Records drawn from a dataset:
**********

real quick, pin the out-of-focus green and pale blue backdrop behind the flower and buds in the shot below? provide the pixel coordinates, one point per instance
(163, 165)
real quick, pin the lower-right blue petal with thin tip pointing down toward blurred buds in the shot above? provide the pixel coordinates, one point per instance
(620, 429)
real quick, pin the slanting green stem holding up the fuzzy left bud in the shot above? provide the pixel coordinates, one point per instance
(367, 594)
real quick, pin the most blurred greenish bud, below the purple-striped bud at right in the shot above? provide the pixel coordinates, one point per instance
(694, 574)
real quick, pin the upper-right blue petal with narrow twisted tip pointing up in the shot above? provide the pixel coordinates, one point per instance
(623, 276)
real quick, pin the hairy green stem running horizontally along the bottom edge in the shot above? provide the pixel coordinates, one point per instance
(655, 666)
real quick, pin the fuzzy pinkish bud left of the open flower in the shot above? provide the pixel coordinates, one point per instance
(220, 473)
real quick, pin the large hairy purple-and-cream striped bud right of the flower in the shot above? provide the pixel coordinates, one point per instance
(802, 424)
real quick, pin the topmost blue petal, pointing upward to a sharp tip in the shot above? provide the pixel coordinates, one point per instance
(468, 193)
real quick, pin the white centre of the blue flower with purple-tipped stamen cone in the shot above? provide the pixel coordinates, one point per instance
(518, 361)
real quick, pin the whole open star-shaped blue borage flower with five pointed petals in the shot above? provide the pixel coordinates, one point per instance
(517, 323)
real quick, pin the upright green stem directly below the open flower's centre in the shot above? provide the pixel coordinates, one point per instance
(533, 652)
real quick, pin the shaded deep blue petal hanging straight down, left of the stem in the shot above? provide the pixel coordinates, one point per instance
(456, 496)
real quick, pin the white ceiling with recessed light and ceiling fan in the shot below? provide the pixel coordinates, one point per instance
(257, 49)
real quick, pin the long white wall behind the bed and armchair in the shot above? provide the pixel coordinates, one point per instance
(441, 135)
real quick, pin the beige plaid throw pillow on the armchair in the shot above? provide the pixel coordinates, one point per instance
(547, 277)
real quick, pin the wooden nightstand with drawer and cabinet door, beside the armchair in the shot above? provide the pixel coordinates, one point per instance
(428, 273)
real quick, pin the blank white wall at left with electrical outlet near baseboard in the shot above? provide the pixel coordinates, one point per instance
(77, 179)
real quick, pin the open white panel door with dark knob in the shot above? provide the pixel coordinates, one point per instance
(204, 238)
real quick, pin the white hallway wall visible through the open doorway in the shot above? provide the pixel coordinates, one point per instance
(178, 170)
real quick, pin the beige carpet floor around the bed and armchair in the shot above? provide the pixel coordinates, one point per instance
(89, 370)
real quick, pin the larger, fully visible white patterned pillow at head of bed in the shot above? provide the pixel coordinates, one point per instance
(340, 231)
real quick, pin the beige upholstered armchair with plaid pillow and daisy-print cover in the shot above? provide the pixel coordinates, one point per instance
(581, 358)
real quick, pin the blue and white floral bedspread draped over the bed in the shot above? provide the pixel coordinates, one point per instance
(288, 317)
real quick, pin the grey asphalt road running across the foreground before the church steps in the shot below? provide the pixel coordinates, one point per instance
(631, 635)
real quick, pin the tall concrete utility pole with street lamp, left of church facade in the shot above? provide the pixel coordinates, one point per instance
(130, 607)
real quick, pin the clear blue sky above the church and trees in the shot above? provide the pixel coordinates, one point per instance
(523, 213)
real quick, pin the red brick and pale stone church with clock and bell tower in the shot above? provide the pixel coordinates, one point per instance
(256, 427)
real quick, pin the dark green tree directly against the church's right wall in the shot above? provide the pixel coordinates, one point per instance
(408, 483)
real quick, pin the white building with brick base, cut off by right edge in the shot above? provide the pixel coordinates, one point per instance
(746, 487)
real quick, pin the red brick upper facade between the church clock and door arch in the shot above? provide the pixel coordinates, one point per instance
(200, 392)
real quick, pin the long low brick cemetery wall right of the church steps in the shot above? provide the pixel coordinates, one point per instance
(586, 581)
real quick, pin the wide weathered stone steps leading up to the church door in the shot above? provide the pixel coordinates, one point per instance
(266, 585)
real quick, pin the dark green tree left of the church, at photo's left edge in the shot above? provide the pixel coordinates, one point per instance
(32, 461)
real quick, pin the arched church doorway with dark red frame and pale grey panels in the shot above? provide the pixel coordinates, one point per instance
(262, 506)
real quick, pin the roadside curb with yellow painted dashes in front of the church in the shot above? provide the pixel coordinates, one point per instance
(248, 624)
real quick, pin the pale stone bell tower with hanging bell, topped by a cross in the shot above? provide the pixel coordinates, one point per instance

**********

#### EXERCISE DESCRIPTION:
All of the entries above must be output word for word.

#### RESPONSE BOX:
real quick, pin the out-of-focus green and pale blue backdrop behind the flower and buds in the shot below? provide the pixel coordinates, one point per instance
(163, 165)
real quick, pin the lower-right blue petal with thin tip pointing down toward blurred buds in the shot above? provide the pixel coordinates, one point per instance
(620, 429)
real quick, pin the slanting green stem holding up the fuzzy left bud in the shot above? provide the pixel coordinates, one point per instance
(367, 594)
real quick, pin the most blurred greenish bud, below the purple-striped bud at right in the shot above? provide the pixel coordinates, one point per instance
(694, 574)
real quick, pin the upper-right blue petal with narrow twisted tip pointing up in the shot above? provide the pixel coordinates, one point per instance
(623, 276)
real quick, pin the hairy green stem running horizontally along the bottom edge in the shot above? provide the pixel coordinates, one point per instance
(655, 666)
real quick, pin the fuzzy pinkish bud left of the open flower in the shot above? provide the pixel coordinates, one point per instance
(220, 473)
real quick, pin the large hairy purple-and-cream striped bud right of the flower in the shot above? provide the pixel coordinates, one point per instance
(802, 424)
real quick, pin the topmost blue petal, pointing upward to a sharp tip in the shot above? provide the pixel coordinates, one point per instance
(468, 193)
real quick, pin the white centre of the blue flower with purple-tipped stamen cone in the shot above? provide the pixel coordinates, one point per instance
(518, 361)
real quick, pin the whole open star-shaped blue borage flower with five pointed petals in the shot above? provide the pixel coordinates, one point per instance
(517, 323)
real quick, pin the upright green stem directly below the open flower's centre in the shot above? provide the pixel coordinates, one point per instance
(533, 652)
real quick, pin the shaded deep blue petal hanging straight down, left of the stem in the shot above? provide the pixel coordinates, one point per instance
(456, 496)
real quick, pin the white ceiling with recessed light and ceiling fan in the shot below? provide the pixel coordinates, one point per instance
(257, 49)
real quick, pin the long white wall behind the bed and armchair in the shot above? provide the pixel coordinates, one point per instance
(441, 135)
real quick, pin the beige plaid throw pillow on the armchair in the shot above? provide the pixel coordinates, one point per instance
(547, 277)
real quick, pin the wooden nightstand with drawer and cabinet door, beside the armchair in the shot above? provide the pixel coordinates, one point per instance
(428, 273)
real quick, pin the blank white wall at left with electrical outlet near baseboard in the shot above? provide the pixel coordinates, one point per instance
(77, 179)
real quick, pin the open white panel door with dark knob in the shot above? provide the pixel coordinates, one point per instance
(204, 238)
real quick, pin the white hallway wall visible through the open doorway in the shot above? provide the pixel coordinates, one point per instance
(178, 170)
real quick, pin the beige carpet floor around the bed and armchair in the shot above? provide the pixel coordinates, one point per instance
(89, 370)
real quick, pin the larger, fully visible white patterned pillow at head of bed in the shot above? provide the pixel coordinates, one point per instance
(340, 231)
real quick, pin the beige upholstered armchair with plaid pillow and daisy-print cover in the shot above? provide the pixel coordinates, one point per instance
(581, 358)
real quick, pin the blue and white floral bedspread draped over the bed in the shot above? provide the pixel coordinates, one point per instance
(288, 317)
real quick, pin the grey asphalt road running across the foreground before the church steps in the shot below? provide the pixel coordinates, one point per instance
(631, 635)
real quick, pin the tall concrete utility pole with street lamp, left of church facade in the shot above? provide the pixel coordinates, one point per instance
(130, 607)
real quick, pin the clear blue sky above the church and trees in the shot above? provide the pixel coordinates, one point per instance
(523, 213)
real quick, pin the red brick and pale stone church with clock and bell tower in the shot above? provide the pixel coordinates, one point per instance
(256, 427)
real quick, pin the dark green tree directly against the church's right wall in the shot above? provide the pixel coordinates, one point per instance
(408, 483)
real quick, pin the white building with brick base, cut off by right edge in the shot above? provide the pixel coordinates, one point per instance
(746, 487)
real quick, pin the red brick upper facade between the church clock and door arch in the shot above? provide the pixel coordinates, one point per instance
(200, 392)
real quick, pin the long low brick cemetery wall right of the church steps in the shot above? provide the pixel coordinates, one point per instance
(586, 581)
real quick, pin the wide weathered stone steps leading up to the church door in the shot above? provide the pixel coordinates, one point per instance
(266, 585)
real quick, pin the dark green tree left of the church, at photo's left edge in the shot above? provide the pixel coordinates, one point per instance
(32, 461)
real quick, pin the arched church doorway with dark red frame and pale grey panels in the shot above? provide the pixel coordinates, one point per instance
(262, 506)
real quick, pin the roadside curb with yellow painted dashes in front of the church in the shot above? provide the pixel coordinates, one point per instance
(248, 624)
real quick, pin the pale stone bell tower with hanging bell, topped by a cross in the shot above? provide the pixel coordinates, one point per instance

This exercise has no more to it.